- 提示文:
::::
今回お譲り頂いたこちらのスピーカーは2011年の発売で、音響デザインディレクターにピーター・コモー氏を迎え製作されたシリーズ第3世代目。前身の11Lの後継機です。
ピーター・コモー氏の経歴
ピーター・コモー氏は、元々は普通のオーディオファンで、オーディオ専門店で10年近くセールスを担当していたようです。そしてお客さんの望む手頃な価格の優れたスピーカーを作りたいと考えるようになり、1978年にHeybrookというスピーカーブランドをスチュアート・ミー氏と共同設立します。最初に設計したスピーカーはHB2で1979年に発売。これが大成功してイギリスのハイファイ企業の新しい波の先駆者に加わります。1981年には3ウェイのHB3を設計して高い評価を得ましたが、価格が高くなってしまい最初の夢からは遠ざかってしまいます。そして初心に帰り設計したのが1983年発売のHB1。これがWhat Hi-Fi?で83年、84年、85年と連続で最高のスピーカとして賞を受けるのでした。日本には全然入ってきていないようですが、聴いてみたいですね。
数々の実績を残した後、1999年には音響設計ディレクターとしてMissionに入社。その後一度は会社を離れ評論家として活動しますが、2009年に再びIAG (International Audio Group) の傘下のMissionに入社します。そして個々のブランドの歴史とデザインの整合性を維持する必要性に深い敬意を払いつつ、QUADも含むグループの全体的な音響設計に携わるようになります。
::::
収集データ
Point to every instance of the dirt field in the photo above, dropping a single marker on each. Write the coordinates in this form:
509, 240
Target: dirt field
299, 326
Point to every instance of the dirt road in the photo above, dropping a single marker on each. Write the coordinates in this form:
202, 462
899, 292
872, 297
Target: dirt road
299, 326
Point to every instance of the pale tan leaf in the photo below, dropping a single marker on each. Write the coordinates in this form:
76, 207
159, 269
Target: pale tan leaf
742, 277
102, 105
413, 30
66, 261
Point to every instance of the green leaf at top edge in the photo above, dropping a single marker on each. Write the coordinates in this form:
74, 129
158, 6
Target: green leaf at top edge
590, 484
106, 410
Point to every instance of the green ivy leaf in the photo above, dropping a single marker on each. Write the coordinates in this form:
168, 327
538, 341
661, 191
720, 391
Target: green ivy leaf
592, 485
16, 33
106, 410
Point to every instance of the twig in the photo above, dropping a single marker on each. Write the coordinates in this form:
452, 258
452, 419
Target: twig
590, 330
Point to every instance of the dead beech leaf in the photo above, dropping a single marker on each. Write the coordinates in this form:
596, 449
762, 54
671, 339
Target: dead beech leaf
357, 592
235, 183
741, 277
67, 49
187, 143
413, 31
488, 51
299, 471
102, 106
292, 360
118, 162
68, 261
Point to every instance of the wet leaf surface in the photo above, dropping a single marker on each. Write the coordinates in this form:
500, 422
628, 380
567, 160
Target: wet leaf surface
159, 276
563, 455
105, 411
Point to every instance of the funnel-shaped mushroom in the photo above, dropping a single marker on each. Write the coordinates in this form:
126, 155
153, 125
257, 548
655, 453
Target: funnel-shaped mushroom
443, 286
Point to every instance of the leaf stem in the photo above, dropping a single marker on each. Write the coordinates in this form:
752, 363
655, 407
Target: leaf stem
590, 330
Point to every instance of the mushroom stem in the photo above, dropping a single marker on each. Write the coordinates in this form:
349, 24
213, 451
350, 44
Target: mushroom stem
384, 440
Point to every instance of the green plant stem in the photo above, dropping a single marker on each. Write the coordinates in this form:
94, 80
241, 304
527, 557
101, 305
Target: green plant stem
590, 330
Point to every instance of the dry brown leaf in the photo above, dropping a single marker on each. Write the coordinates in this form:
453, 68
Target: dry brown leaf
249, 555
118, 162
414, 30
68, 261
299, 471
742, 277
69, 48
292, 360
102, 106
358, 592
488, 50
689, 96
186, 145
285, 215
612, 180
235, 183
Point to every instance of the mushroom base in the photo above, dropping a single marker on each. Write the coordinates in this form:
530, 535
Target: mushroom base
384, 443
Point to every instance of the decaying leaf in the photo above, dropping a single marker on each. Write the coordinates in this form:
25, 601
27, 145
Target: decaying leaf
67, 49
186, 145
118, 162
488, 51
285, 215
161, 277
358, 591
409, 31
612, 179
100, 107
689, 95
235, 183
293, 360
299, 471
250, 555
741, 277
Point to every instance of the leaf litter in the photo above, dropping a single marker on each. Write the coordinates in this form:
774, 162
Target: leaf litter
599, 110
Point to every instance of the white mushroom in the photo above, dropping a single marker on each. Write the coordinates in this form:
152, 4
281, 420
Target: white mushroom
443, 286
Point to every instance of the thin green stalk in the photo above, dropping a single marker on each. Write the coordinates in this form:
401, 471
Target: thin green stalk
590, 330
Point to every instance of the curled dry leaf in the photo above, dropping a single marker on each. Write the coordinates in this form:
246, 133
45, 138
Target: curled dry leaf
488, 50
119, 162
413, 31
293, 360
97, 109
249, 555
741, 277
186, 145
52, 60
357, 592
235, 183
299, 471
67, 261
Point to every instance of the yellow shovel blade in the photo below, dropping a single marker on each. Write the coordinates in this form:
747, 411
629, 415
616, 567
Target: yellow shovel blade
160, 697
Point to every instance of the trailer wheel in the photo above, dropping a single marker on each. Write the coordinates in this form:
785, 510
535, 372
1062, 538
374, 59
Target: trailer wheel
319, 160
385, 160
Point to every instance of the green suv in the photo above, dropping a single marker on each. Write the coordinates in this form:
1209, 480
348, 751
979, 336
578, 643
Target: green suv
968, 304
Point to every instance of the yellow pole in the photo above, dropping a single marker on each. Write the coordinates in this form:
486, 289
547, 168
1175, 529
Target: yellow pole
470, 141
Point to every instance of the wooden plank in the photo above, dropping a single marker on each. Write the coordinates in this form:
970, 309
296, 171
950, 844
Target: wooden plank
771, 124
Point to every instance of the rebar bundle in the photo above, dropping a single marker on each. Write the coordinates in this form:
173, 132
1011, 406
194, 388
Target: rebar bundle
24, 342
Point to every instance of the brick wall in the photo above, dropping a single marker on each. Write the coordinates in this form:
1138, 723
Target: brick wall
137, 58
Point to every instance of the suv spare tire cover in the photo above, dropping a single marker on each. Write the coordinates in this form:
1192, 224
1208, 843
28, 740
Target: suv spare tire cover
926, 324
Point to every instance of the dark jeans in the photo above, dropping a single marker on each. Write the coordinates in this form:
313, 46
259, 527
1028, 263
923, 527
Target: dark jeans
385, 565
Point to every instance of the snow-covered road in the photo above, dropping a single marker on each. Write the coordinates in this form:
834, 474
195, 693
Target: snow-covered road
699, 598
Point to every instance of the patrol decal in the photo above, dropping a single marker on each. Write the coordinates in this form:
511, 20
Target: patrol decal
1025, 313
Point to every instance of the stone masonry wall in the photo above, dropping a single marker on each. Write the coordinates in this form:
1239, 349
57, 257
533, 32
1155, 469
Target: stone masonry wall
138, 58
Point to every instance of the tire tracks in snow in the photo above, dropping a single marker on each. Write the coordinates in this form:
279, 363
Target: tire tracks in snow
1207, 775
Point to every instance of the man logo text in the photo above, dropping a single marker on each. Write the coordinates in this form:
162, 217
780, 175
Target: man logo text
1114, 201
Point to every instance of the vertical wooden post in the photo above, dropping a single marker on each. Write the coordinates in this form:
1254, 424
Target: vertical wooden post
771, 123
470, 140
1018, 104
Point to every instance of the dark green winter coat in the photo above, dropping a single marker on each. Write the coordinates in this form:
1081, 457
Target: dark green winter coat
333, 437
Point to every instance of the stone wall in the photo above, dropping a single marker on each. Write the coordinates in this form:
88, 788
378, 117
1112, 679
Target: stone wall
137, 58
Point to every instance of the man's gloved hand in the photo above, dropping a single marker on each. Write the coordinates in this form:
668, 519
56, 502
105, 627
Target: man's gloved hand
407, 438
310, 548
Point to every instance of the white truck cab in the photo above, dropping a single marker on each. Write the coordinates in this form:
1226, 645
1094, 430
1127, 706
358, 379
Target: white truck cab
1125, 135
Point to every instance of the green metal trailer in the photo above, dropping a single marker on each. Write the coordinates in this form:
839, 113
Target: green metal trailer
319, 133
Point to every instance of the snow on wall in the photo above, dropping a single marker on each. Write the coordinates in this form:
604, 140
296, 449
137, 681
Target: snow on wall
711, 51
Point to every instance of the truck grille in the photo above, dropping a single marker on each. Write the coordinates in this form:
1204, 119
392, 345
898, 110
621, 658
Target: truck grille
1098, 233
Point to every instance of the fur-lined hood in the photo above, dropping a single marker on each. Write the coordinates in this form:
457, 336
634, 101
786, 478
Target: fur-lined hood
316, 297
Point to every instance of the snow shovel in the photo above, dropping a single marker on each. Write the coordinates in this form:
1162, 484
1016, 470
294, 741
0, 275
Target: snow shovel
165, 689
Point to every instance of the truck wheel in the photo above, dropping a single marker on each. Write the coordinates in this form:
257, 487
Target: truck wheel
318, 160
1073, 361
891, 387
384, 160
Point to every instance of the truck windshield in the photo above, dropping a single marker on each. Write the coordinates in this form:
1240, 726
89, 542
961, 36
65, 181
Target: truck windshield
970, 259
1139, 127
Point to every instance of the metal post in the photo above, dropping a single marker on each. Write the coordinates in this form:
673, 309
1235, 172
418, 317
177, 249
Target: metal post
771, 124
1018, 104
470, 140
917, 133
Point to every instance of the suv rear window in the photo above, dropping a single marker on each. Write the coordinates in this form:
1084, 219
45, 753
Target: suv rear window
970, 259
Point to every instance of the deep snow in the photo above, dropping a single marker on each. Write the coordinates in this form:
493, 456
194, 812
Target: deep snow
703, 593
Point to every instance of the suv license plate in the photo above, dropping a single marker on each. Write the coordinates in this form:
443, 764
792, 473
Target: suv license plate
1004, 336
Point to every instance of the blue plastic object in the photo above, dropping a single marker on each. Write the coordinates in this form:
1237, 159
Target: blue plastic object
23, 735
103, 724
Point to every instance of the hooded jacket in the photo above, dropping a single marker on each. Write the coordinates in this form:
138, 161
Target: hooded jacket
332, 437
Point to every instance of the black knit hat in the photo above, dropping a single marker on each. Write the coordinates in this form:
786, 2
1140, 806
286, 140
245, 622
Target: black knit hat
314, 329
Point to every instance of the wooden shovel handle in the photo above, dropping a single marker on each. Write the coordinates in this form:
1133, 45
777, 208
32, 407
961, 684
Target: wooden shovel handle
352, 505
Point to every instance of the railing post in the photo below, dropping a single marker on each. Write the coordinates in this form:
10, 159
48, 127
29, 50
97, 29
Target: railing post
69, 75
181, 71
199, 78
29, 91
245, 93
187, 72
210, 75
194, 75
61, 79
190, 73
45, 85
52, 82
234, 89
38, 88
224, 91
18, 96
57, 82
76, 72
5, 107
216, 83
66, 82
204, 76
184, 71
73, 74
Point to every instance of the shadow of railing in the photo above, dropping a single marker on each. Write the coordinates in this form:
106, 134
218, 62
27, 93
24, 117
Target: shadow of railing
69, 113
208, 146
::::
- 課題の内容:
A - スピーカーの紹介文から、「ピーター・コモー氏の経歴」から「ですが、聴いてみたいですね。」までを両端も含めて抜き出し、そのまま書き写しなさい。
B - 次の(i)～(iii)がスピーカーの紹介文の内容と合っているかを「はい」か「いいえ」で答え、判断の根拠となる本文の語句をそのまま引用しなさい。
(i) コモー氏は1978年にHeybrookを一人で設立した。
(ii) HB1はWhat Hi-Fi?で3年続けて最高のスピーカとして賞を受けた。
(iii) コモー氏は1999年に音響設計ディレクターとしてMissionに入社した。
C - スピーカーの紹介文の最後の文を受けて、その続きを書き進めなさい。

- 各課題の解答:
A -
ピーター・コモー氏の経歴
ピーター・コモー氏は、元々は普通のオーディオファンで、オーディオ専門店で10年近くセールスを担当していたようです。そしてお客さんの望む手頃な価格の優れたスピーカーを作りたいと考えるようになり、1978年にHeybrookというスピーカーブランドをスチュアート・ミー氏と共同設立します。最初に設計したスピーカーはHB2で1979年に発売。これが大成功してイギリスのハイファイ企業の新しい波の先駆者に加わります。1981年には3ウェイのHB3を設計して高い評価を得ましたが、価格が高くなってしまい最初の夢からは遠ざかってしまいます。そして初心に帰り設計したのが1983年発売のHB1。これがWhat Hi-Fi?で83年、84年、85年と連続で最高のスピーカとして賞を受けるのでした。日本には全然入ってきていないようですが、聴いてみたいですね。

B -
(i) いいえ。「1978年にHeybrookというスピーカーブランドをスチュアート・ミー氏と共同設立します」
(ii) はい。「これがWhat Hi-Fi?で83年、84年、85年と連続で最高のスピーカとして賞を受けるのでした」
(iii) はい。「1999年には音響設計ディレクターとしてMissionに入社」

C -
思惑通りの設計
前オーナー様はちょっと元気が足りないということで、別のスピーカーを検討するために手放されたようですが、確かに元気は足りない印象。でもけっしてウィークポイントではなく、これは逆にストロングポイントでもあって、飛び抜けているところがない分、そもそもそれほど大きい音量でガンガン聴く前提でないブックシェルフとしては、とても控えめで聴くソースも選ばないので好印象とも思えます。誠実な音。あえての思惑通りの設計なのかなと感じます。
いろいろとこのスピーカーについてのレビューを見ていると、アンプを選ぶという意見も多数見られましたが、その通りかなとも思いました。やや重心が低めではあるけれどもそれほど下まで輪郭がなく、高域はたぶんアンプ次第でキツくもなるし足りなく感じる場合もあるかもしれません。中域は癖がなくまとまりも良いので、どこをどうしていくかは好みでもありますね。
そうそう、なんだか嬉しくなってしまうのは、その伸びしろを感じてしまうところです。エイジング次第で落ち着きもだいぶ変わっていくらしい。いろいろと試すにも高価過ぎないので、人を選ばない一般のユーザーライク。いいスピーカーですね。まさにピーター・コモー氏の真骨頂。